Culture

What Anthony Bourdain Can Teach Us About Storytelling in 'Parts Unknown'

The new and final season has an important message for viewers.

by:
October  1, 2018
Photo by CNN

“Who gets to tell the stories?” Anthony Bourdain narrates at the end of the new season's premiere of Parts Unknown. "The answer in this case, for better or for worse, is I do. At least this time out. I do my best. I look, I listen, but in the end I know it’s my story. Not Kamau’s, not Kenya’s, or Kenyans’. Those stories are yet to be heard."

Following Bourdain's untimely death in June earlier this year, and especially considering today's political climate, these words seem to ring truer and heavier. The nine-time Emmy Award–winning CNN travel show started its final season last week in Kenya, where Bourdain and writer-comedian W. Kamau Bell ate goat's head soup; saw lions, rhinos, and elephants on safari; and visited a nonprofit boxing academy called Boxgirls, which is dedicated to teaching young women to defend themselves.

This episode would be the last one narrated by Bourdain himself (the follow-up in Spain, which aired last night, was the first without the beloved food and travel writer's thoughtful commentary). His empathetic narrative voice—his defense of women "being able to kick the hell out of men if they have to," for instance—feels even more welcome as the lens through which we get to view modern-day Kenya.

### WHAT YOU WILL DO
1) Reproduce the stretch of the Bourdain article from "Following Bourdain's untimely" through "view modern-day Kenya.", word for word.
2) Continue the article about Anthony Bourdain's final season of Parts Unknown from its last sentence.

### DATA SHOWN
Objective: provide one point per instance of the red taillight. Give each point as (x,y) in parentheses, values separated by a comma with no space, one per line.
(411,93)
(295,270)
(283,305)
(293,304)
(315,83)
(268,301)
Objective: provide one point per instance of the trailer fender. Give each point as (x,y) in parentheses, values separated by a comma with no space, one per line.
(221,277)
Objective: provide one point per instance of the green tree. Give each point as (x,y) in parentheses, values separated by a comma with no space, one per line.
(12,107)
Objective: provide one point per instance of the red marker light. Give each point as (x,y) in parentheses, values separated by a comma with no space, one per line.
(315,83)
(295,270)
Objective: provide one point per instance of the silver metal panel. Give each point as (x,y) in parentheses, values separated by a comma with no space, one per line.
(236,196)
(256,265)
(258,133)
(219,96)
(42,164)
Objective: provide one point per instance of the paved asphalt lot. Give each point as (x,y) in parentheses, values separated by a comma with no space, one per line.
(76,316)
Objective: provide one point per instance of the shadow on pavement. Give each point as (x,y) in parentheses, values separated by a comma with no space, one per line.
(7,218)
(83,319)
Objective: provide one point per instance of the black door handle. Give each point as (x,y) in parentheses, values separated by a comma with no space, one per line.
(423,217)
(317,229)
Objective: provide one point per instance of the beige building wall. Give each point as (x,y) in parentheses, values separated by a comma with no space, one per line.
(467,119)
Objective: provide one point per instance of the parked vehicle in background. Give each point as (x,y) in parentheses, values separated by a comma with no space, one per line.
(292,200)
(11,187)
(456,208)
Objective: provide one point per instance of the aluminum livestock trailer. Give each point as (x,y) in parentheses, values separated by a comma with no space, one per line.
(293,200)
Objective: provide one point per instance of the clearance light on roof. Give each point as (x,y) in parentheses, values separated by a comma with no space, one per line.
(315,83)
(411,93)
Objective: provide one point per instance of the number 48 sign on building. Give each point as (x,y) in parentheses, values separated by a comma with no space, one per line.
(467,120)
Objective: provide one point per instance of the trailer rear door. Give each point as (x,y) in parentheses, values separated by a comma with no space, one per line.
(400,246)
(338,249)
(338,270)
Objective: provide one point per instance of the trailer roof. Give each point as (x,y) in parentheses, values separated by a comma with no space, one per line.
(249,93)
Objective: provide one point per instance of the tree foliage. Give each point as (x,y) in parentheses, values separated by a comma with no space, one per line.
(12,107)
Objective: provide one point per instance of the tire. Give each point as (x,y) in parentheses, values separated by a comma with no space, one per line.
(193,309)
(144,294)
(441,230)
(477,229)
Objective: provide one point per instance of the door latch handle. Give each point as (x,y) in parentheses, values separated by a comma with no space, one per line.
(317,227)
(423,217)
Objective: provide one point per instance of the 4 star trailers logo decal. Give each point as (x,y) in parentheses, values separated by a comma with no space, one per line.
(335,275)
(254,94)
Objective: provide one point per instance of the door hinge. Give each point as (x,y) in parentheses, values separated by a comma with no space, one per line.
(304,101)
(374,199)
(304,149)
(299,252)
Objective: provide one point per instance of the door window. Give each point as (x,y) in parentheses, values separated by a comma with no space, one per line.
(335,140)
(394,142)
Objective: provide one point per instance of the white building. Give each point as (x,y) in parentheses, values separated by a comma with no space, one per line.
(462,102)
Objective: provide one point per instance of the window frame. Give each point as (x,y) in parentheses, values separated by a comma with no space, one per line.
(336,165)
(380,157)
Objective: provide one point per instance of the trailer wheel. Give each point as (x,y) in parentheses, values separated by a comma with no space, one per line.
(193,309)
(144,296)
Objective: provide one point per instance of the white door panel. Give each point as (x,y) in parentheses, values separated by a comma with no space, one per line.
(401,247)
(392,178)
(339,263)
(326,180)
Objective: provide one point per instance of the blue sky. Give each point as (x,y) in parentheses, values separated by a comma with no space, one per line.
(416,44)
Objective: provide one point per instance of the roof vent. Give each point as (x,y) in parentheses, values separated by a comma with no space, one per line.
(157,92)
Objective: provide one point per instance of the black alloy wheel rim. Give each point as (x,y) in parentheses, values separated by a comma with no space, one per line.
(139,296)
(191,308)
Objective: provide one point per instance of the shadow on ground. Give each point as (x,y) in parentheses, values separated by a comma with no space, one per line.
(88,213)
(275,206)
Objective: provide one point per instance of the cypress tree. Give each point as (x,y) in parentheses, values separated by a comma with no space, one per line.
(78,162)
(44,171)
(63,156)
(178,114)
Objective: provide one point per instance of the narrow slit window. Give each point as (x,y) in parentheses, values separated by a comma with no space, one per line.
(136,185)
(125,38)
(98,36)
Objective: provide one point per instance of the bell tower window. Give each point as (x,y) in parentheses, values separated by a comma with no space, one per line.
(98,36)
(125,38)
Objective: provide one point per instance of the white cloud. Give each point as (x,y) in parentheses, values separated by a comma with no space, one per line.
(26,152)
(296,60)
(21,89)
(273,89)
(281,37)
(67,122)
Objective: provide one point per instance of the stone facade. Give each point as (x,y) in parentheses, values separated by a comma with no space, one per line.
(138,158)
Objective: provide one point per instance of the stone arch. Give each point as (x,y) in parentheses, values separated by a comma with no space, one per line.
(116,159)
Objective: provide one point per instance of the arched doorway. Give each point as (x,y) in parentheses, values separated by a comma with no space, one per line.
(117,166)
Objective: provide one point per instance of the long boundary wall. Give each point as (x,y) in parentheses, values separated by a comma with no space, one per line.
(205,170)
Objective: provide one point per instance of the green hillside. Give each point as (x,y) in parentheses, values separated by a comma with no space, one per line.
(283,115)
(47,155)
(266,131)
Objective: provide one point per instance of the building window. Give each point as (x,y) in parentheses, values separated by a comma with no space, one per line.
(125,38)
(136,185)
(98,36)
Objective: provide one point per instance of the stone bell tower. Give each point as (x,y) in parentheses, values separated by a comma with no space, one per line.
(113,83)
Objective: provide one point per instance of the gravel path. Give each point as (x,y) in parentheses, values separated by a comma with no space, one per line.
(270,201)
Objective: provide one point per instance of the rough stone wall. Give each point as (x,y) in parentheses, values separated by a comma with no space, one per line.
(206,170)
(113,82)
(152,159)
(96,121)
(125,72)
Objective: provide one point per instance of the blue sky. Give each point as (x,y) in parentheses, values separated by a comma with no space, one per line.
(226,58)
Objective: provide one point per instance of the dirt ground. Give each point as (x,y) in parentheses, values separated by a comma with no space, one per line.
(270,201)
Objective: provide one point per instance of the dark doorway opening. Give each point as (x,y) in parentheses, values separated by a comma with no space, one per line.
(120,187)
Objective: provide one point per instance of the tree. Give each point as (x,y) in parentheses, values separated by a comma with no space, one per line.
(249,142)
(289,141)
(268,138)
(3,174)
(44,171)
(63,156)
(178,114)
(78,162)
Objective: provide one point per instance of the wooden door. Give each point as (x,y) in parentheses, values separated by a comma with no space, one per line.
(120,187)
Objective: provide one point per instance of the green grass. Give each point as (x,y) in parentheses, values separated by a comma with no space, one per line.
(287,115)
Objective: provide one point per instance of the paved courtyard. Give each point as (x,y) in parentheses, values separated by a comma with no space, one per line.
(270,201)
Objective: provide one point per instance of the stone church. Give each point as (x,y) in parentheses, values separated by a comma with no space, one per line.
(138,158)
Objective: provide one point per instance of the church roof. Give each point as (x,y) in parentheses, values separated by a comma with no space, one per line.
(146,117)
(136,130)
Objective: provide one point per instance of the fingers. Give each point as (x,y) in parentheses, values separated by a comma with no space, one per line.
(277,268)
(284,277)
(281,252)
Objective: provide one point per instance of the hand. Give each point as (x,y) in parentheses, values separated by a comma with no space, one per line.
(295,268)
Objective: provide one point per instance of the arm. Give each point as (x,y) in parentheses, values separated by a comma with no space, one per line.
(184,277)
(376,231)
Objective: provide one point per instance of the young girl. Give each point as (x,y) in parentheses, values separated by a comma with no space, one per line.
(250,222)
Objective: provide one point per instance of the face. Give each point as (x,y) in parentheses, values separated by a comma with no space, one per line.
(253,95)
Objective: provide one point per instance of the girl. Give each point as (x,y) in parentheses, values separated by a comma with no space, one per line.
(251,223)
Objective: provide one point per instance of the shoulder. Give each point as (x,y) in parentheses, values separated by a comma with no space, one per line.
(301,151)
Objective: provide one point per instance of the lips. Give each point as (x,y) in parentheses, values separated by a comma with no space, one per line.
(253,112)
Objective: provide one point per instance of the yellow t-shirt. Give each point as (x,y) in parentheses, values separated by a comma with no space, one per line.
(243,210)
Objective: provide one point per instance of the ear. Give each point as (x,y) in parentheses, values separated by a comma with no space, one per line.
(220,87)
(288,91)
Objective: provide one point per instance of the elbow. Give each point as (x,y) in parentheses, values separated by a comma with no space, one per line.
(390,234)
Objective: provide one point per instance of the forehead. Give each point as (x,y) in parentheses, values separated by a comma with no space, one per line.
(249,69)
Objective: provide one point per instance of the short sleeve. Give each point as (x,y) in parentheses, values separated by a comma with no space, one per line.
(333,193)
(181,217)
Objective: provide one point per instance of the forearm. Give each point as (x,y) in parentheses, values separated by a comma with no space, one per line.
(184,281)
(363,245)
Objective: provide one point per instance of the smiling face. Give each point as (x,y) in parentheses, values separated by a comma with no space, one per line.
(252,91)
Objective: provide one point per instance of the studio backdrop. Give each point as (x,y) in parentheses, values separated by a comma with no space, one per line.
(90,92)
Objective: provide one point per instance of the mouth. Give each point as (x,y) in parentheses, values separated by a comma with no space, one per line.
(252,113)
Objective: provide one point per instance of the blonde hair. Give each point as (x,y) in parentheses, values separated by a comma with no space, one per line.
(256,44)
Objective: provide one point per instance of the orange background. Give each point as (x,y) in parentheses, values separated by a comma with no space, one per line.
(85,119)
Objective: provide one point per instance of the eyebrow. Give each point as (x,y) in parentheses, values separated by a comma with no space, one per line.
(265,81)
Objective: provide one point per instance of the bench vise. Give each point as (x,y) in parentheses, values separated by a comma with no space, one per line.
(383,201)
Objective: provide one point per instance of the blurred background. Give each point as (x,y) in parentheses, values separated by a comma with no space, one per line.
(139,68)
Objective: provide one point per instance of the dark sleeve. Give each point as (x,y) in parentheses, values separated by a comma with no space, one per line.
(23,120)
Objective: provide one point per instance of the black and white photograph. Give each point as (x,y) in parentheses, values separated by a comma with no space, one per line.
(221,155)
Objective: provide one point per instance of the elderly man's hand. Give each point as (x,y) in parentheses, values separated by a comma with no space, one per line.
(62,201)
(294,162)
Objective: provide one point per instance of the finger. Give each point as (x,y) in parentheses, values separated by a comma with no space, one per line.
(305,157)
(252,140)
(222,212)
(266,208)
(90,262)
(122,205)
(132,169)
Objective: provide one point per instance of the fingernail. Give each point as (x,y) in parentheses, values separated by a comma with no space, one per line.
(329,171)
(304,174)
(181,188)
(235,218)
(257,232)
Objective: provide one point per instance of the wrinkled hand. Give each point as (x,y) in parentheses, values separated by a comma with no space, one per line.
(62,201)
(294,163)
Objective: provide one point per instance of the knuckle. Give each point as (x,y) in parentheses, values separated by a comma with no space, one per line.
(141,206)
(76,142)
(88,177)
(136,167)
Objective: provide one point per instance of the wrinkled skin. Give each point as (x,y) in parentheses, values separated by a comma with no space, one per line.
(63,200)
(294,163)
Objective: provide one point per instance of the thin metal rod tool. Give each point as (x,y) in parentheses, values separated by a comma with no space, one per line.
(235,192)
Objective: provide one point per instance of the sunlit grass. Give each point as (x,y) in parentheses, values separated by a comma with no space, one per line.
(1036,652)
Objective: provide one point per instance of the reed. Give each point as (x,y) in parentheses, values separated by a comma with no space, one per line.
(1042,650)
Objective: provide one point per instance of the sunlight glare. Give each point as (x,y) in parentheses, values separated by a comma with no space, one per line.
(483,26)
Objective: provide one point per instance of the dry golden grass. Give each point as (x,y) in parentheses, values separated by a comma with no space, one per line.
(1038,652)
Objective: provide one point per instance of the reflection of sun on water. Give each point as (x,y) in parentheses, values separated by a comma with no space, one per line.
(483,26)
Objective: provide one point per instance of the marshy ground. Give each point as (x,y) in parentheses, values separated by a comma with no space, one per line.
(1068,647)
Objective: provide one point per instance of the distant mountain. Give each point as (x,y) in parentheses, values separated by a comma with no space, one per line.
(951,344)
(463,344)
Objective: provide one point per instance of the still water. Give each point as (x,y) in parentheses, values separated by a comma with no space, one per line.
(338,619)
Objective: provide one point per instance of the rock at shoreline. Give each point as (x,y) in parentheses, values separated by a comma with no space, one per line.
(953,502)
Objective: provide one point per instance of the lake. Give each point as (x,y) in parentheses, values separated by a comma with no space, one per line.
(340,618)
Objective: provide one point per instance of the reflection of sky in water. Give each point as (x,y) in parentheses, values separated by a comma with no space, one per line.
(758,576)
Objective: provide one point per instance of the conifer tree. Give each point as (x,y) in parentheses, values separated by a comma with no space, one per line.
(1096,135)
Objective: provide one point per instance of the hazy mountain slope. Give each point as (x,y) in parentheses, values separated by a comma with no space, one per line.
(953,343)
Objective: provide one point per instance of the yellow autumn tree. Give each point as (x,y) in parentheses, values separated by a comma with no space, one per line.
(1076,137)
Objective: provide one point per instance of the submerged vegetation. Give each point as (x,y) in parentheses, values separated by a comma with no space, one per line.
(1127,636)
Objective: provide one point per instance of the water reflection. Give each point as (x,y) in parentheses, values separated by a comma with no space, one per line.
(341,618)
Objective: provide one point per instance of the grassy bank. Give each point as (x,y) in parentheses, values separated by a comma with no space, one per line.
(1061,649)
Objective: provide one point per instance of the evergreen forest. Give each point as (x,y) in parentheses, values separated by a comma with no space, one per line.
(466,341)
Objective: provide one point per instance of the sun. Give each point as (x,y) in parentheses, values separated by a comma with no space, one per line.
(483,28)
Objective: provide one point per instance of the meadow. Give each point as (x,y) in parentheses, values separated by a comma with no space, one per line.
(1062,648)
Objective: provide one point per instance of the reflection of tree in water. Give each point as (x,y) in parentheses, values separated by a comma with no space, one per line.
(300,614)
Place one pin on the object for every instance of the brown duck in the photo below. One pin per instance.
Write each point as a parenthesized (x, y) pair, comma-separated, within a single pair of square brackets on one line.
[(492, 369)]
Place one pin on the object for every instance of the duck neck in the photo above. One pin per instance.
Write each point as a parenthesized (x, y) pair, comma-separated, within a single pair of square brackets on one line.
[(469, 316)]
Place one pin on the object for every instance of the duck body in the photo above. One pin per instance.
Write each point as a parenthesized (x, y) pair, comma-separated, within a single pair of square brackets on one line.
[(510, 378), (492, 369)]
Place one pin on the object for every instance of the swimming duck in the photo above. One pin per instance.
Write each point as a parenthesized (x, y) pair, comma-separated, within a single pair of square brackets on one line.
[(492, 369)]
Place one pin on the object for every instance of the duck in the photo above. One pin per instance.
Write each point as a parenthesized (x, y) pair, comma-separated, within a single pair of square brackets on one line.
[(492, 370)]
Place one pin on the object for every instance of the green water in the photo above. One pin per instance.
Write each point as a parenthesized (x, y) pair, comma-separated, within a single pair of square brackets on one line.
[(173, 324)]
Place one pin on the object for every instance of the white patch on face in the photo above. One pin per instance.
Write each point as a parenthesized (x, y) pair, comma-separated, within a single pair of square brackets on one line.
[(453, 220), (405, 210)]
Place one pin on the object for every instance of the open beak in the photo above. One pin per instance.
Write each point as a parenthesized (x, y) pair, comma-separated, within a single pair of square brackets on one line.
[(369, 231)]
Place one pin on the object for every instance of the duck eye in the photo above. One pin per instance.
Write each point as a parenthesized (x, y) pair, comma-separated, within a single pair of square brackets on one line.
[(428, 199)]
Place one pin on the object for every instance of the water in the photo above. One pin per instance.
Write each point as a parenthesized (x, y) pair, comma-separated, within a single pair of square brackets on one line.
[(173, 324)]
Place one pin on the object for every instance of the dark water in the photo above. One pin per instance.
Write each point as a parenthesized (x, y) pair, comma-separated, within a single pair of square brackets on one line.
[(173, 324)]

### ANSWERS FOR THE TASKS
1)
Following Bourdain's untimely death in June earlier this year, and especially considering today's political climate, these words seem to ring truer and heavier. The nine-time Emmy Award–winning CNN travel show started its final season last week in Kenya, where Bourdain and writer-comedian W. Kamau Bell ate goat's head soup; saw lions, rhinos, and elephants on safari; and visited a nonprofit boxing academy called Boxgirls, which is dedicated to teaching young women to defend themselves.

This episode would be the last one narrated by Bourdain himself (the follow-up in Spain, which aired last night, was the first without the beloved food and travel writer's thoughtful commentary). His empathetic narrative voice—his defense of women "being able to kick the hell out of men if they have to," for instance—feels even more welcome as the lens through which we get to view modern-day Kenya.

2)
But as much as Bourdain sets the stage for Kenyans to tell the story of Kenya, even he admits that this version is, ultimately, still his own and that the keepers (and tellers) of stories are rarely the subjects themselves.

So who does get to tell the stories? This question of ownership and authenticity in the frame of storytelling feels particularly meaningful as you watch Bell confront his own identity throughout the episode. Whether he's drinking cow's blood for the first time or chatting with the local Kenyans, or just having a beer with Bourdain, the question seems always to be: Whose story is this? Mine or theirs?

"As a black American," Bell tells Bourdain over their first meal together in Nairobi, "I’m still wrestling with my African-American identity sometimes, and I’m still wondering, am I doing right by this culture and does this culture think I’m doing right by them? That’s why I don’t want to walk around like, ‘I’M HOME!’

"I also think that a lot of times black people in America have really struggled with that aspect of identity: What does it mean to be black in America? I’m like, I fought hard to claim this identity. It’s exhausting, you know. Am I ready to start with a new one? I don’t know yet."

Photo by CNN

Bourdain sits and listens, sipping his beer once in a while, but mostly letting his friend talk.

The whole episode is like this. As Bourdain and Bell visit each group (like LGBTQ art collective To Revolutionary Type Love and community-based organization Kibera Creative Arts), they gather around a table and talk politics, especially class and gender politics, all the while eating and drinking. The table is always the nexus of conversation. Bourdain asks questions, but mostly lets his guests have the floor. It's the Bourdainian way toward empathy: to look, and to listen to others.

I do my best. I look, I listen, but in the end I know it’s my story. Not Kamau’s, not Kenya’s, or Kenyans’. Those stories are yet to be heard.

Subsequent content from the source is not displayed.